Dataset records about object locations:
☆ ☆ ☆
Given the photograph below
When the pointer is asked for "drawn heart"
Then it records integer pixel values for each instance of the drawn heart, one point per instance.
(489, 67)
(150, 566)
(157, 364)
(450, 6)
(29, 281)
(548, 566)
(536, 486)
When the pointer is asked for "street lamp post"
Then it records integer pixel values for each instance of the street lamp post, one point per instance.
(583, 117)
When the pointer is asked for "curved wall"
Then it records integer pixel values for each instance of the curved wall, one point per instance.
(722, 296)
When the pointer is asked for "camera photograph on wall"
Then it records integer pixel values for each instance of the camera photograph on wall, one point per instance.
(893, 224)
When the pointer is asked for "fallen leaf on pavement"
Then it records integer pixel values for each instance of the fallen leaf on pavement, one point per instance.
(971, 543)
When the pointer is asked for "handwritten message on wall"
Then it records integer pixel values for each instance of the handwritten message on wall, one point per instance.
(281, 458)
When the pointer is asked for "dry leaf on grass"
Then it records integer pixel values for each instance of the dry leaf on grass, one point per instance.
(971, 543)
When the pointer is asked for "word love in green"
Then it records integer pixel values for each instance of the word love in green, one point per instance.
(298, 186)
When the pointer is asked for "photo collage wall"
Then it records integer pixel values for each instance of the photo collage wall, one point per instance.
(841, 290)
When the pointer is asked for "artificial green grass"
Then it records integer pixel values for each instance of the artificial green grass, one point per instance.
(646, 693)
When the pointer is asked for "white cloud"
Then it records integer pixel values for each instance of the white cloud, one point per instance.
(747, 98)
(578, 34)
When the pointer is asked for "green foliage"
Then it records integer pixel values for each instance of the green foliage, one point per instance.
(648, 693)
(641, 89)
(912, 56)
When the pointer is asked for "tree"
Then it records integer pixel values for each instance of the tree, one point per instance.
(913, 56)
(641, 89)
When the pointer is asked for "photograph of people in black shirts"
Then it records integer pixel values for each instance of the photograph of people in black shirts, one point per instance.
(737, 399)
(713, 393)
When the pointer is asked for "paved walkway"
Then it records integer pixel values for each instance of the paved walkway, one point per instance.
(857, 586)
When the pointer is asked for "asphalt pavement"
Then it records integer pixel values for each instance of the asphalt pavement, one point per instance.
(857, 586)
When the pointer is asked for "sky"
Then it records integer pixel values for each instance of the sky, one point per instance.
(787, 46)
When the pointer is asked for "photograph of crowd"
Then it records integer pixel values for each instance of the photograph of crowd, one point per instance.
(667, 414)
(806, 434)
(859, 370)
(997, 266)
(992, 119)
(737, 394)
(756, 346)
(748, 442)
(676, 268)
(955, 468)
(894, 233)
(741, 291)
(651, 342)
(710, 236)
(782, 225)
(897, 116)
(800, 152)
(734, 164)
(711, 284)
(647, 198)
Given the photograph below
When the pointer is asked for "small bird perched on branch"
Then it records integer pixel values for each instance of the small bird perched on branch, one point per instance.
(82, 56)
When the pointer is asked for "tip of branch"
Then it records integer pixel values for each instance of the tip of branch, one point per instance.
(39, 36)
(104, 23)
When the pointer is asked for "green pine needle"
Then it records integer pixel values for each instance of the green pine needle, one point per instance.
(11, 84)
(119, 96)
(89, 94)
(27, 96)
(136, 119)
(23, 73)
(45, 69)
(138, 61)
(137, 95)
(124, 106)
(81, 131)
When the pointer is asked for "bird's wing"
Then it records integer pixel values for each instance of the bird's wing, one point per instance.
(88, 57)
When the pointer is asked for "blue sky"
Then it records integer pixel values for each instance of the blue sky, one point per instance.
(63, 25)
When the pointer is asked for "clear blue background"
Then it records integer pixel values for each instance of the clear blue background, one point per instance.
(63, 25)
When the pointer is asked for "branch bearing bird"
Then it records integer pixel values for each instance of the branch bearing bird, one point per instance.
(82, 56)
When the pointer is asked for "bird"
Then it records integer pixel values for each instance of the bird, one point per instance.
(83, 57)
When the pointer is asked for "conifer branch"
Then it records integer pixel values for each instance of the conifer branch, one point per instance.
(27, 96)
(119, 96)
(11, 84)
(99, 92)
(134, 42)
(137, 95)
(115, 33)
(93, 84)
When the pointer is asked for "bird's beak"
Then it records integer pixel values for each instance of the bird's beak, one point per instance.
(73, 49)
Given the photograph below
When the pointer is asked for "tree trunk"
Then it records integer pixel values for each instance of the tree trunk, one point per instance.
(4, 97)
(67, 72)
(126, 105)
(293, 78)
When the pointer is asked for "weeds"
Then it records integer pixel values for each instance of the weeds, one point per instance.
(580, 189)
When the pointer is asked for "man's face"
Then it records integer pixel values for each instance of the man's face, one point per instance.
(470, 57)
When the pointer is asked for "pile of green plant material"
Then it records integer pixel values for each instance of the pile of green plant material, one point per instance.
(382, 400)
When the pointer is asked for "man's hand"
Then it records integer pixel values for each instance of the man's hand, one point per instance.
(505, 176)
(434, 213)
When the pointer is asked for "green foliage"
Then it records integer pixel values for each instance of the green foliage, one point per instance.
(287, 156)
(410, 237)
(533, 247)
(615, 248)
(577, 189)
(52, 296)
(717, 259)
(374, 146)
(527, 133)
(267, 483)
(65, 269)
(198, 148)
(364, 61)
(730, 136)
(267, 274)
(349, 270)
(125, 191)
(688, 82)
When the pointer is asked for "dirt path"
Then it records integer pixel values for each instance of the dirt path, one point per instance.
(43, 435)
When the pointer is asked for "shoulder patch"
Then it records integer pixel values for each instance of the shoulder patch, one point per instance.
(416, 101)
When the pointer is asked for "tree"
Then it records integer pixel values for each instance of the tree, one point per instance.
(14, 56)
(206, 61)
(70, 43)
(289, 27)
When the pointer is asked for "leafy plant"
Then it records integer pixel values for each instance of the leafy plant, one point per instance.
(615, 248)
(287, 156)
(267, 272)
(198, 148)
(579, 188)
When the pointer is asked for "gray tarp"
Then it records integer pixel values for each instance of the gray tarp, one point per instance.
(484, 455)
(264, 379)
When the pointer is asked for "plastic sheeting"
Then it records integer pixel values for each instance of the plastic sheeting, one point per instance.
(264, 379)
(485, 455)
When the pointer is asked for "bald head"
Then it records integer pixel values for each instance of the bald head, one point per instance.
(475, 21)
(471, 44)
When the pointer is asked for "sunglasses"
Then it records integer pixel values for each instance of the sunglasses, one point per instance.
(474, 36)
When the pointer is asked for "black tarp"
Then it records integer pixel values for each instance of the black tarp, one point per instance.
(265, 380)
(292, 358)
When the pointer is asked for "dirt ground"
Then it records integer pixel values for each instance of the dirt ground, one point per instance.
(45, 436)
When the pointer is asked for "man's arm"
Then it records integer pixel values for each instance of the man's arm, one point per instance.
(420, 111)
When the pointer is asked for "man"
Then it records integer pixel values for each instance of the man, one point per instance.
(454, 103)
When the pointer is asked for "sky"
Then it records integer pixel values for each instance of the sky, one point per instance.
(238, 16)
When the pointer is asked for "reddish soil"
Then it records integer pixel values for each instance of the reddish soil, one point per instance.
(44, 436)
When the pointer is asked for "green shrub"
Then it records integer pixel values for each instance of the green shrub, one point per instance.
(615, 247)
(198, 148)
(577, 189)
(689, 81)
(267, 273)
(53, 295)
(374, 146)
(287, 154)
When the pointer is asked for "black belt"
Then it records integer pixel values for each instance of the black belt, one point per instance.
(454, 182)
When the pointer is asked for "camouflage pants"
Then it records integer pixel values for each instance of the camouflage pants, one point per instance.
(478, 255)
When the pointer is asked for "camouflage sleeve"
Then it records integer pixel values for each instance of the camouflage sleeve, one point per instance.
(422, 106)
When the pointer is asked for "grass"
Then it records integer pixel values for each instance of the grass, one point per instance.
☆ ☆ ☆
- _Problem statement_
Copy out the data shown above without altering anything.

- _Exercise solution_
Given the photograph below
When the pointer is asked for "drawn heart"
Then it records integer pixel values for each instance of the drawn heart, one point per instance.
(489, 67)
(150, 566)
(157, 364)
(450, 6)
(29, 281)
(548, 566)
(536, 486)
When the pointer is asked for "street lamp post"
Then it records integer pixel values for each instance of the street lamp post, one point per instance.
(583, 117)
When the pointer is asked for "curved wall"
Then it records integer pixel values for each instance of the curved wall, one point per instance.
(722, 296)
When the pointer is asked for "camera photograph on wall"
Then it records integer pixel values for each instance of the camera photograph on wall, one point per instance.
(893, 224)
When the pointer is asked for "fallen leaf on pavement"
Then it records integer pixel values for each instance of the fallen leaf on pavement, one point per instance.
(971, 543)
When the pointer is asked for "handwritten message on wall"
Then it records integer pixel values for each instance of the handwritten message on wall, one point per instance.
(281, 458)
When the pointer is asked for "dry leaf on grass"
Then it records integer pixel values for each instance of the dry leaf on grass, one point per instance.
(971, 543)
When the pointer is asked for "word love in green"
Then it records integer pixel values for each instance of the word love in green, one point per instance.
(298, 186)
When the pointer is asked for "photo collage wall"
Then it records integer pixel values for each instance of the photo collage wall, one point per instance.
(841, 290)
When the pointer is asked for "artificial green grass"
Then it records integer pixel values for each instance of the artificial green grass, one point per instance.
(646, 693)
When the pointer is asked for "white cloud"
Then it records integer pixel values for each instance of the white cloud, one point per instance.
(747, 98)
(578, 34)
When the pointer is asked for "green foliage"
Then it records integer pixel values for each instance of the green foliage, one point per instance.
(648, 693)
(641, 89)
(912, 56)
When the pointer is asked for "tree"
Then it records integer pixel values for each instance of the tree, one point per instance.
(913, 56)
(641, 89)
When the pointer is asked for "photograph of people in black shirts"
Then it records integer pixel values for each instance of the photograph of people in black shirts, one point per instance.
(737, 399)
(713, 393)
When the pointer is asked for "paved walkway"
Then it records integer pixel values for each instance of the paved walkway, one point per instance.
(857, 586)
When the pointer is asked for "asphalt pavement"
Then it records integer pixel values for each instance of the asphalt pavement, one point per instance.
(857, 586)
When the pointer is asked for "sky"
Then it records integer pixel values for each instance of the sky, one point per instance.
(787, 46)
When the pointer is asked for "photograph of crowd"
Then it records integer pixel values for each instance of the photograph of crowd, one point per instance.
(667, 414)
(806, 434)
(859, 370)
(997, 266)
(992, 119)
(737, 394)
(756, 346)
(748, 442)
(676, 268)
(955, 468)
(894, 233)
(741, 291)
(651, 342)
(710, 236)
(782, 225)
(897, 116)
(800, 152)
(734, 164)
(711, 284)
(647, 198)
Given the photograph below
When the pointer is asked for "small bird perched on branch"
Then it records integer pixel values for each instance of the small bird perched on branch, one point per instance.
(82, 56)
When the pointer is asked for "tip of branch"
Then it records integer pixel values for each instance of the tip of branch, one point per instance.
(39, 36)
(104, 23)
When the pointer is asked for "green pine needle"
Then it records integer pixel values for each instance of the green pine needle, one point per instance.
(11, 84)
(119, 96)
(89, 94)
(27, 96)
(136, 119)
(23, 73)
(45, 69)
(138, 61)
(137, 95)
(124, 106)
(81, 131)
When the pointer is asked for "bird's wing"
Then it records integer pixel values for each instance of the bird's wing, one point per instance.
(88, 57)
When the pointer is asked for "blue sky"
Then it records integer pixel values for each instance of the blue sky, one point per instance.
(63, 25)
When the pointer is asked for "clear blue background"
Then it records integer pixel values for each instance of the clear blue background, one point per instance.
(63, 25)
When the pointer is asked for "branch bearing bird"
Then it records integer pixel values for each instance of the branch bearing bird, one point per instance.
(82, 56)
When the pointer is asked for "bird"
Then it records integer pixel values for each instance of the bird, one point per instance.
(83, 57)
When the pointer is asked for "conifer branch"
Then it records integer pixel values for each instance of the conifer branch, one point per instance.
(27, 96)
(119, 96)
(11, 84)
(99, 92)
(134, 42)
(137, 95)
(115, 33)
(93, 84)
When the pointer is asked for "bird's beak"
Then it records integer pixel values for each instance of the bird's beak, one point per instance.
(73, 49)
Given the photograph below
When the pointer is asked for "tree trunk"
Then it records integer pixel values for each instance of the tree trunk, one point per instance.
(4, 97)
(67, 72)
(126, 105)
(293, 78)
When the pointer is asked for "weeds"
Then it records integer pixel values for each instance of the weeds, one point per instance.
(580, 189)
When the pointer is asked for "man's face"
Then it records integer pixel values for each instance of the man's face, one point per instance.
(470, 57)
When the pointer is asked for "pile of green plant material"
Then it records integer pixel values for each instance of the pile of green plant material, one point per instance.
(382, 400)
When the pointer is asked for "man's hand"
Then it records integer pixel values for each instance of the man's hand, one point per instance.
(505, 176)
(434, 213)
When the pointer is asked for "green foliage"
Then it records integer pixel values for each instance of the green foliage, one point per instance.
(287, 156)
(410, 237)
(533, 247)
(615, 248)
(577, 189)
(52, 296)
(717, 259)
(374, 146)
(527, 133)
(267, 483)
(65, 269)
(198, 148)
(364, 61)
(730, 136)
(267, 274)
(349, 270)
(125, 191)
(688, 82)
When the pointer is asked for "dirt path"
Then it records integer pixel values for each instance of the dirt path, one point per instance.
(43, 435)
When the pointer is asked for "shoulder patch"
Then it records integer pixel values for each instance of the shoulder patch, one point per instance.
(416, 101)
When the pointer is asked for "tree"
Then it records integer pixel values for each instance of the tree, one point per instance.
(14, 56)
(206, 61)
(70, 43)
(289, 27)
When the pointer is asked for "leafy plant"
Then it records integer pixel values for each instance of the leafy plant, one point per instance.
(615, 248)
(287, 156)
(267, 272)
(198, 148)
(579, 188)
When the pointer is asked for "gray tarp"
Then it records integer pixel values for each instance of the gray tarp, one point per instance.
(484, 455)
(264, 379)
When the pointer is asked for "plastic sheeting"
Then it records integer pixel values for each instance of the plastic sheeting, one point per instance.
(264, 379)
(485, 455)
When the pointer is asked for "bald head"
Then it records integer pixel values for each instance of the bald head, one point per instance.
(475, 21)
(471, 44)
When the pointer is asked for "sunglasses"
Then it records integer pixel values for each instance of the sunglasses, one point per instance.
(474, 36)
When the pointer is asked for "black tarp"
Then it records integer pixel values for each instance of the black tarp, one point per instance.
(265, 380)
(292, 358)
When the pointer is asked for "dirt ground"
Then it records integer pixel values for each instance of the dirt ground, one point per instance.
(45, 436)
When the pointer is asked for "man's arm"
Then it records integer pixel values for each instance of the man's arm, one point per instance.
(420, 111)
When the pointer is asked for "man"
Then it records integer pixel values for each instance of the man, one point per instance.
(454, 103)
When the pointer is asked for "sky"
Then it records integer pixel values for each instance of the sky, one point per instance.
(238, 16)
When the pointer is asked for "reddish soil"
Then it records integer pixel values for each instance of the reddish soil, one point per instance.
(44, 436)
When the pointer is asked for "green shrub"
Then it records integer pixel values for each instance of the green shrub, one point per instance.
(615, 247)
(198, 148)
(577, 189)
(689, 81)
(267, 273)
(53, 295)
(374, 146)
(287, 154)
When the pointer is asked for "black belt"
Then it records integer pixel values for each instance of the black belt, one point per instance.
(454, 182)
When the pointer is asked for "camouflage pants"
Then it records integer pixel values for each instance of the camouflage pants, one point per instance.
(478, 255)
When the pointer is asked for "camouflage sleeve"
Then it records integer pixel values for each instance of the camouflage sleeve, one point per instance.
(422, 106)
When the pointer is asked for "grass"
Then it records integer pixel values for each instance of the grass, one point per instance.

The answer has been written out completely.